TASK OBJECTIVE:
Pull out each line of the records holding the string "below".

DATA FOR ANALYSIS:
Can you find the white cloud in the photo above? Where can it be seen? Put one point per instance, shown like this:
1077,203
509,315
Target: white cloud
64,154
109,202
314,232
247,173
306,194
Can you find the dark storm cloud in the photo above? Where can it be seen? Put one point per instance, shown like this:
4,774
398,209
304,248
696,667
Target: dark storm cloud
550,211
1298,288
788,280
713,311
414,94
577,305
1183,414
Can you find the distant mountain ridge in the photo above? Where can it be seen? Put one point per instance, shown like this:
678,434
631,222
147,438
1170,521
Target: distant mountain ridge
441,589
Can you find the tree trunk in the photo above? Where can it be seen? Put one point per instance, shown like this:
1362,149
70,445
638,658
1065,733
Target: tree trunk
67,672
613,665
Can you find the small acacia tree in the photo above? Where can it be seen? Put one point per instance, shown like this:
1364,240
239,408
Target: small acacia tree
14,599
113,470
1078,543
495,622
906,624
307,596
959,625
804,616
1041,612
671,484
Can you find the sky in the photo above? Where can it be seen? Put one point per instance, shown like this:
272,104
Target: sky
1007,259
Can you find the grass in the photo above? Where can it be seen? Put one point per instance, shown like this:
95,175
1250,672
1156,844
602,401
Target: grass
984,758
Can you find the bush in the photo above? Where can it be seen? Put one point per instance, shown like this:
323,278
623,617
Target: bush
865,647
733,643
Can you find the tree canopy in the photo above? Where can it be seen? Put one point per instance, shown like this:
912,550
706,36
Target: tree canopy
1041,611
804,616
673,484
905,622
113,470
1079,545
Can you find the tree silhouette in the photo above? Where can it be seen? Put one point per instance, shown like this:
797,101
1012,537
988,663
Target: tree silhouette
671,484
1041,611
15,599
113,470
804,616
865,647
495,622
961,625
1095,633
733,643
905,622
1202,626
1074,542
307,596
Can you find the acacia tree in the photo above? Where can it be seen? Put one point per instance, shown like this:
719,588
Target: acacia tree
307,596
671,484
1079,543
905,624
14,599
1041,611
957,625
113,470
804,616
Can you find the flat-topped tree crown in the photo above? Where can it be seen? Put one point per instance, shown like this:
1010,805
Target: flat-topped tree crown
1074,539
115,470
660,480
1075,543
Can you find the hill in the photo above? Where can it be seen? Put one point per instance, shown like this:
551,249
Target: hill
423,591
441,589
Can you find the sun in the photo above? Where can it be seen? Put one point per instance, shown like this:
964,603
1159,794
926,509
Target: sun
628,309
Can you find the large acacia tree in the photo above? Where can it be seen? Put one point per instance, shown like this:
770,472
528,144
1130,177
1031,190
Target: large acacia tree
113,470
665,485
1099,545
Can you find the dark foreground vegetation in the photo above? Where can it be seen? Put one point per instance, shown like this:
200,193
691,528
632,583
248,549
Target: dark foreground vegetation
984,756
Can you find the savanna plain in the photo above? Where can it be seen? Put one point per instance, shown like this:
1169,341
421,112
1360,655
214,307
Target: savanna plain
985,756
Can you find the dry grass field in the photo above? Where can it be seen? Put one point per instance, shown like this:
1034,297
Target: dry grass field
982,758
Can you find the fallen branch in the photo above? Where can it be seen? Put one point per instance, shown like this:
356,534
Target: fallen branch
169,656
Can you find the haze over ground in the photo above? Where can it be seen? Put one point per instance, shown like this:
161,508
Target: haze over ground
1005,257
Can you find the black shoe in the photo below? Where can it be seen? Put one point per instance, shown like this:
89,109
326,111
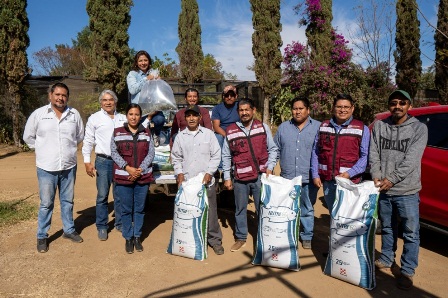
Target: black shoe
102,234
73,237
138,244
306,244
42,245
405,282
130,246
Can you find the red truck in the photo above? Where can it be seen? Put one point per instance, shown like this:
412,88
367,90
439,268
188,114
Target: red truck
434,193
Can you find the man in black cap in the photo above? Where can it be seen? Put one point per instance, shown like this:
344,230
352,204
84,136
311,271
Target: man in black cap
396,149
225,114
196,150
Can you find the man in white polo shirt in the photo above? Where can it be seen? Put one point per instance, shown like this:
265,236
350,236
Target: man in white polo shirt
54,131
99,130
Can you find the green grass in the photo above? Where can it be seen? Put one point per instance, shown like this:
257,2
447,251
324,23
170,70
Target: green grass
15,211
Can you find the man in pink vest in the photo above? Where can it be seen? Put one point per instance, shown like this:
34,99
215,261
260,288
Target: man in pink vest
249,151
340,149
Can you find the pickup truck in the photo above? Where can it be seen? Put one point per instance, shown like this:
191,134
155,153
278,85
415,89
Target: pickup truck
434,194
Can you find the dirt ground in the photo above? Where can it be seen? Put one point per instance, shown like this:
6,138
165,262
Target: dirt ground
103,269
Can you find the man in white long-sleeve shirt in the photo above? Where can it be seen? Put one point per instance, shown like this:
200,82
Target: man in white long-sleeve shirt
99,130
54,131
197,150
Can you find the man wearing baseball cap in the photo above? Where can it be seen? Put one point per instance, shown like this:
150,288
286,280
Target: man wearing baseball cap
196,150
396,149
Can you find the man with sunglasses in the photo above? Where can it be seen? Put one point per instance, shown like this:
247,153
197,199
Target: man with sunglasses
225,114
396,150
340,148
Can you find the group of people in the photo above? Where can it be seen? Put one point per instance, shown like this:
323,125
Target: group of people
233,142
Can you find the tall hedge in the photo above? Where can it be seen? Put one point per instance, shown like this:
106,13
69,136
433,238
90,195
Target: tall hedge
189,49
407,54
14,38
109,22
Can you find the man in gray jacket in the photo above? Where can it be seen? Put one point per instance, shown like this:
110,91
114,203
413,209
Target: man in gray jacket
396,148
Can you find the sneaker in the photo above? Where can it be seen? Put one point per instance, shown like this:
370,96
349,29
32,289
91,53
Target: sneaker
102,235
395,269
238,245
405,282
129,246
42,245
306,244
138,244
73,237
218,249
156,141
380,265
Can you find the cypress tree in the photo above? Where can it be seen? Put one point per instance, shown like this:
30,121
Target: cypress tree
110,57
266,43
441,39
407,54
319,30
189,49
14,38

---

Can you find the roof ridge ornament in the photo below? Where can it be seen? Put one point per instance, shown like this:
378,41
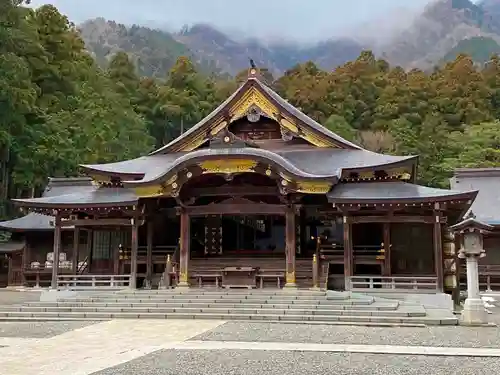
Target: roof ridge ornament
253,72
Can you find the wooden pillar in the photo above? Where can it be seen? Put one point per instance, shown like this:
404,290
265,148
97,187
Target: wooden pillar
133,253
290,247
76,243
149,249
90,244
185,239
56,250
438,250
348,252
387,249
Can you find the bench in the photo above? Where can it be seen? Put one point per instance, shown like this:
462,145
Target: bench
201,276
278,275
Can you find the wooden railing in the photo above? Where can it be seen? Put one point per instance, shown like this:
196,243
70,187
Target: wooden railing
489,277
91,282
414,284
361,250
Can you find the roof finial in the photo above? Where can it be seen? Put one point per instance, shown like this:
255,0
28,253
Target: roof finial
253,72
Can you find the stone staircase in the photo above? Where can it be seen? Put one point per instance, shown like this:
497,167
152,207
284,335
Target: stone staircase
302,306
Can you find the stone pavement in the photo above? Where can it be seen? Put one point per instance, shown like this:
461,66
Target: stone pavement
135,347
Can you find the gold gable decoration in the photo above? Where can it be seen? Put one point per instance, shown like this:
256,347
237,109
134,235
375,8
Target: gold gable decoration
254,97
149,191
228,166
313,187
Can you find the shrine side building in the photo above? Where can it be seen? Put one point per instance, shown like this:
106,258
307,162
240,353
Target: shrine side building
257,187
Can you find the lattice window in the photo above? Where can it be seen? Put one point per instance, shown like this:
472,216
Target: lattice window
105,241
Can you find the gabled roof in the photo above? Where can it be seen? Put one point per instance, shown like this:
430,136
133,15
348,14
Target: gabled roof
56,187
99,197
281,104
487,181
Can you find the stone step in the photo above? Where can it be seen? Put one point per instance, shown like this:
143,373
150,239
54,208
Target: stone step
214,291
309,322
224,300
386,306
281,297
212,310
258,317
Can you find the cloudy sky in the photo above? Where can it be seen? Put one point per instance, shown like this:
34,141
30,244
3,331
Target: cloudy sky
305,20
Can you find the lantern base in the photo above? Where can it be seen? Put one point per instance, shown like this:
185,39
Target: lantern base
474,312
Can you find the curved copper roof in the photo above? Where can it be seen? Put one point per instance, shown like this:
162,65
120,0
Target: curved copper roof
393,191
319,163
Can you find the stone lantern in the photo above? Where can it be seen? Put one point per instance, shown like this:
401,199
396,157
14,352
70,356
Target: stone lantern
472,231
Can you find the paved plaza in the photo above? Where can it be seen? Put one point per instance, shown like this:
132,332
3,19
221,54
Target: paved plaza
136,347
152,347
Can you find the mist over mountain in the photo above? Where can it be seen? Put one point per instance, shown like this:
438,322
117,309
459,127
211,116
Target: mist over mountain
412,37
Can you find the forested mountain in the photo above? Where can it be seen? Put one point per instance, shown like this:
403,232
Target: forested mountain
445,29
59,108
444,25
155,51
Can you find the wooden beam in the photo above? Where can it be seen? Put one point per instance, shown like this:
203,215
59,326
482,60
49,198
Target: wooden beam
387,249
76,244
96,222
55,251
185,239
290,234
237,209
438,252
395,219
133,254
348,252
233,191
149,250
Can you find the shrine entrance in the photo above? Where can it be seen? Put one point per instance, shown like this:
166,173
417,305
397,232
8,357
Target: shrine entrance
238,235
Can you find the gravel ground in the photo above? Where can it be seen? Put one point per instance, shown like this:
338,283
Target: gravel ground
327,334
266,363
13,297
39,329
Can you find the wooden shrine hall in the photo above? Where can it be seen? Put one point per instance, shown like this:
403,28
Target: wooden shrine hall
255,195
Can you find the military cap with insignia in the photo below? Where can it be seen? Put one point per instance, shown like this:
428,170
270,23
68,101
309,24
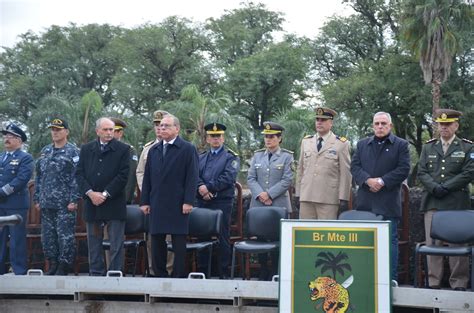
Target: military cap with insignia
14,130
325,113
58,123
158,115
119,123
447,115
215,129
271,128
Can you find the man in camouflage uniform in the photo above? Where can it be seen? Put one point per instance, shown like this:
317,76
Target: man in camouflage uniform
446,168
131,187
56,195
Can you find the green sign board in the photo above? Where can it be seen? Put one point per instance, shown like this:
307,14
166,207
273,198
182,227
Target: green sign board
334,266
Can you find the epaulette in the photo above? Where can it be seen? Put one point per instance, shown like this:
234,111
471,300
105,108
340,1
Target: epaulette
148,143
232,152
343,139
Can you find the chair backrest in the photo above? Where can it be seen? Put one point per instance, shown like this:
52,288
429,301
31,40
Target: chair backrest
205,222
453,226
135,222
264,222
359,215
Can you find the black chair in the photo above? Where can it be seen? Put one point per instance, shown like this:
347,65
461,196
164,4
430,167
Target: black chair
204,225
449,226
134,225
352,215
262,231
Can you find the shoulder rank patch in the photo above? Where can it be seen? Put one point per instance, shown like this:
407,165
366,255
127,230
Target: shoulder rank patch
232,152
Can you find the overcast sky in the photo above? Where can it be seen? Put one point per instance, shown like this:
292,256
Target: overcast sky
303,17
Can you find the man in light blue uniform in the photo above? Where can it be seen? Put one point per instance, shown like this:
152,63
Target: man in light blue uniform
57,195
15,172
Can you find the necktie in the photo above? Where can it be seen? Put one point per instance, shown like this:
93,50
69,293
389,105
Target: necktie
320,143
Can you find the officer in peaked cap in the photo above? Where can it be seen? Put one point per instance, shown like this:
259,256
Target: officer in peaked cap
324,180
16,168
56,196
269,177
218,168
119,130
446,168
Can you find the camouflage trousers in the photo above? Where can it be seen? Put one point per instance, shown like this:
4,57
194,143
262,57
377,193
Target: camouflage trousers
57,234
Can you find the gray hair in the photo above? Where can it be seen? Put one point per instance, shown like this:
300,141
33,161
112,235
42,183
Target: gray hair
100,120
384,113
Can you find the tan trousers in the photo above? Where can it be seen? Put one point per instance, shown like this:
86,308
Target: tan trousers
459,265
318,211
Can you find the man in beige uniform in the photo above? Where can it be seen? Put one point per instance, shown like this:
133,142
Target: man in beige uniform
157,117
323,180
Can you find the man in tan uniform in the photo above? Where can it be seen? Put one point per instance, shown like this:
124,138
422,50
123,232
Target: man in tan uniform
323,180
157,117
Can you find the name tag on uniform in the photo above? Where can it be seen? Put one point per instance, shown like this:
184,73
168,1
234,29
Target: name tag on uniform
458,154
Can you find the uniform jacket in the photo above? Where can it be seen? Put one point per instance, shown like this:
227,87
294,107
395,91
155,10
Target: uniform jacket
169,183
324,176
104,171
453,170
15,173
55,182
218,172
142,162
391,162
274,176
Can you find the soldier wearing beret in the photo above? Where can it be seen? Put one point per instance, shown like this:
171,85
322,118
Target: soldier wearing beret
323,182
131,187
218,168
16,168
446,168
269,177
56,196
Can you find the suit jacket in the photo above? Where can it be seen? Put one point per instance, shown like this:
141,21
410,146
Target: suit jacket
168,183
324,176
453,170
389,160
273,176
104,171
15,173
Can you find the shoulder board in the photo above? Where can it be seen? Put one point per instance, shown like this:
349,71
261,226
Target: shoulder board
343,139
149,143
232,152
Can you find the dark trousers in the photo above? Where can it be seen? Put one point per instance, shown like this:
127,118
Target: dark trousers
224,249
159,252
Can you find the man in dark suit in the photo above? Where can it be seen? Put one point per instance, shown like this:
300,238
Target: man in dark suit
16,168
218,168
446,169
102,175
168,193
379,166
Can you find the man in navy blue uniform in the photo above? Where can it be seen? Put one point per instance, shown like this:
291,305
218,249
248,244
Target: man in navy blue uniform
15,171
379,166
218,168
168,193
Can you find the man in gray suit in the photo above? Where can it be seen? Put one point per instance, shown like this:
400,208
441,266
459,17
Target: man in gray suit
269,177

EXPECTED ANSWER:
Can you find the black shoe in the photo below? Where can it be seen? Put one point per instance, shown like this:
Can you find the roof ridge ornament in the photo below? Where can it be seen? Put one point per instance, shown like this:
Can you find the military cap with insignia in the photo below? Where can it be seen? Put one point per instance, shown like this:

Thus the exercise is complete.